* What is asked
Please answer these questions from the PKK overview below.
(a) When did the PKK emerge?
(b) What is the Kurdish-led coalition that now includes the PKK's Syrian offshoot?
(c) Between which years did Turkey and the PKK hold a formal peace process?

Examining Extremism: Kurdistan Workers' Party (PKK)

The Kurdistan Workers’ Party (Partiya Karkerên Kurdistanê or PKK) emerged in the late 1970s as a Marxist-Leninist insurgency with aspirations of Kurdish independence from Turkey. Almost 40 years after beginning its insurgency, the PKK is now embedded in a regional constellation of groups that seek international legitimacy and Kurdish autonomy. The PKK continues to pose a threat to Turkish security forces and civilians, but its main impact beyond the region in recent years has been to complicate the Turkey-U.S. relationship. Ankara sees the group as a major security threat, but the United States works with its Syrian offshoot—now embedded in a Kurdish-led coalition called the Syrian Democratic Forces (SDF)—despite having designated the PKK as a foreign terrorist organization. This entry in Examining Extremism provides an overview of the PKK, its recent activities, and the problems it creates for the relationship between two NATO allies.

 

History

The PKK’s history can be divided into four distinct phases. From 1984 through 1999, the PKK waged a rural insurgency in Turkey. From 1999 to 2013, the PKK and Turkish security agencies engaged in secret talks while fighting continued. From 2013 to 2015, Turkey and the PKK engaged in a formal peace process. Since 2015, the conflict has grown increasingly regionalized, with Turkey pursuing the PKK and its affiliates into Iraq and Syria. During the last 40 years, the conflict has been frequently interrupted by ceasefires, many of which were declared unilaterally by the PKK.

Records pointing to named objects:
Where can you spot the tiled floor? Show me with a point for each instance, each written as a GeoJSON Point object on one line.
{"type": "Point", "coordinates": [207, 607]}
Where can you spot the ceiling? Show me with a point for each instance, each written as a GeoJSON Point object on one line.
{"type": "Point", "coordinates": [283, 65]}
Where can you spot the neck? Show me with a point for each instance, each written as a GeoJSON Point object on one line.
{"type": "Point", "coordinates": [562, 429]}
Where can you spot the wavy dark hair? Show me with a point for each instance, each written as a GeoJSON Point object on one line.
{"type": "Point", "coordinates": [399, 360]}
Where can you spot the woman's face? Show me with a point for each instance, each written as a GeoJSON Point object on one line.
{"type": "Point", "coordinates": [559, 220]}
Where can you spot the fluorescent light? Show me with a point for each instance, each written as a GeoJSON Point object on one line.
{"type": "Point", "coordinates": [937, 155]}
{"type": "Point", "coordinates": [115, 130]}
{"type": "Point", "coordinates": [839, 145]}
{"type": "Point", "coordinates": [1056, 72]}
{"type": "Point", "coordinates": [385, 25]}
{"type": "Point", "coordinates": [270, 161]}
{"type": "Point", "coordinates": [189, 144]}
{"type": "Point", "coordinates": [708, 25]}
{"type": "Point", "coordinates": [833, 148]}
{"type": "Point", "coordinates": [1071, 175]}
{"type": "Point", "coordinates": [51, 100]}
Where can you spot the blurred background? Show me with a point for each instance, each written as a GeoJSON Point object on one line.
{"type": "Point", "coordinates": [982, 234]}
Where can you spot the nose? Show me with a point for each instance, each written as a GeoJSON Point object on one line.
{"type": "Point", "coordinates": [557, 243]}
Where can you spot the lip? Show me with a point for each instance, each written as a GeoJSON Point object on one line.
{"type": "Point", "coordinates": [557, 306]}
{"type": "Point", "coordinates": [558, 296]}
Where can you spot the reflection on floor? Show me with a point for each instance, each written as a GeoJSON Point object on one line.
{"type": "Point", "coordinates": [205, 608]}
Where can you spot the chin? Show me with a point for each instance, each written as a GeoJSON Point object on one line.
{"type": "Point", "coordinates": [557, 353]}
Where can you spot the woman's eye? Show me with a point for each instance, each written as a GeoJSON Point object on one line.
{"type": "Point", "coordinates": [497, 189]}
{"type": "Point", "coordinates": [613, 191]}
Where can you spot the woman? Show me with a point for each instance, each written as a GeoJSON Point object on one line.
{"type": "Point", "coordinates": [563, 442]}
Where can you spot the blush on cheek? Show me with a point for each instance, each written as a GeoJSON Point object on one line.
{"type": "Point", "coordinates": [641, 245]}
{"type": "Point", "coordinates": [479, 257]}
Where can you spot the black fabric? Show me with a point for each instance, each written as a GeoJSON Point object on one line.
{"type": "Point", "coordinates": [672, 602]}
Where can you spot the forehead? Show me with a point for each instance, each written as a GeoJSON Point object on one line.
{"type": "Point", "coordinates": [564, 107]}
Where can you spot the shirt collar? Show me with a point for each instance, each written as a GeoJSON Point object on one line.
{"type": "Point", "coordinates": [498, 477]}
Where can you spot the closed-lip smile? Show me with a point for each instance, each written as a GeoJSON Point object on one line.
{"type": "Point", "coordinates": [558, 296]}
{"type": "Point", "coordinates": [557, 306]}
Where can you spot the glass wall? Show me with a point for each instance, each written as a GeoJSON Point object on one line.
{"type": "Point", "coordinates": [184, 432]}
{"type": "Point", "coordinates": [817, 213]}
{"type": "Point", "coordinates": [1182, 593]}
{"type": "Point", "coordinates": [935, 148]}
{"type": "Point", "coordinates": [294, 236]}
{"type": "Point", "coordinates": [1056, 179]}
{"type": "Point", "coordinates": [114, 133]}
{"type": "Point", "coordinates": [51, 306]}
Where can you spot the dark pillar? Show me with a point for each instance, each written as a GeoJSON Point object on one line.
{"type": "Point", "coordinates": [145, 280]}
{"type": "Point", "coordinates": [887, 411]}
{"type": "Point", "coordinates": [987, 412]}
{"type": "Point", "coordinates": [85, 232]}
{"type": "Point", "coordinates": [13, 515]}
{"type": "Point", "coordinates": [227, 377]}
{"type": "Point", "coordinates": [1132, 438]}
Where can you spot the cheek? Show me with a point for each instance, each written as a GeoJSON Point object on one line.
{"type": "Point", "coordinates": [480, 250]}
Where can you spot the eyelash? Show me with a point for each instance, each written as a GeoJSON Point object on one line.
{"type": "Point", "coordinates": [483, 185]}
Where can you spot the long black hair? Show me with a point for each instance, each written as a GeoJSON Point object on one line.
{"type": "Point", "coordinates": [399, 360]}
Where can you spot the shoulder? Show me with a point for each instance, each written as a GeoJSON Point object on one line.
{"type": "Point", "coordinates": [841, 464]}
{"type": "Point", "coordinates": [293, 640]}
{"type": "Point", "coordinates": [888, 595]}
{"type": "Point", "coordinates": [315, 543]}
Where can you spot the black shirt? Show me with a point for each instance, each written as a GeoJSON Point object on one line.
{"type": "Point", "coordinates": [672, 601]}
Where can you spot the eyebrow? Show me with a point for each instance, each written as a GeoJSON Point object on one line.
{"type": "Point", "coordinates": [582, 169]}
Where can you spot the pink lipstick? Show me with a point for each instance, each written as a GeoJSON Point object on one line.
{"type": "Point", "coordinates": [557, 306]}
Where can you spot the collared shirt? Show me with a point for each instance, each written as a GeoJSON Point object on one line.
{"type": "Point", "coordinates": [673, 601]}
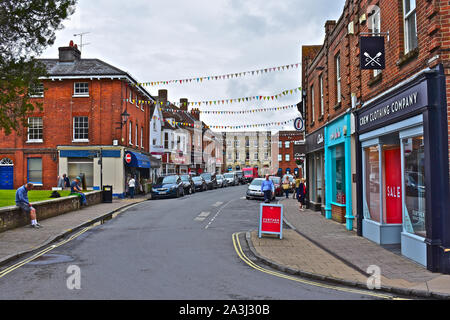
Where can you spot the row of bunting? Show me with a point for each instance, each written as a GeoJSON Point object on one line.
{"type": "Point", "coordinates": [244, 126]}
{"type": "Point", "coordinates": [223, 101]}
{"type": "Point", "coordinates": [229, 111]}
{"type": "Point", "coordinates": [222, 77]}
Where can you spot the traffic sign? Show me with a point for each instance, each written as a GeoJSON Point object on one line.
{"type": "Point", "coordinates": [298, 124]}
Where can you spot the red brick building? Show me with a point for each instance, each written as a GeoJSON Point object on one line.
{"type": "Point", "coordinates": [395, 123]}
{"type": "Point", "coordinates": [291, 149]}
{"type": "Point", "coordinates": [83, 102]}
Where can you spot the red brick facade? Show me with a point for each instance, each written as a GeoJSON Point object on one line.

* Correct result
(a) In the late 1970s.
(b) The Syrian Democratic Forces (SDF).
(c) From 2013 to 2015.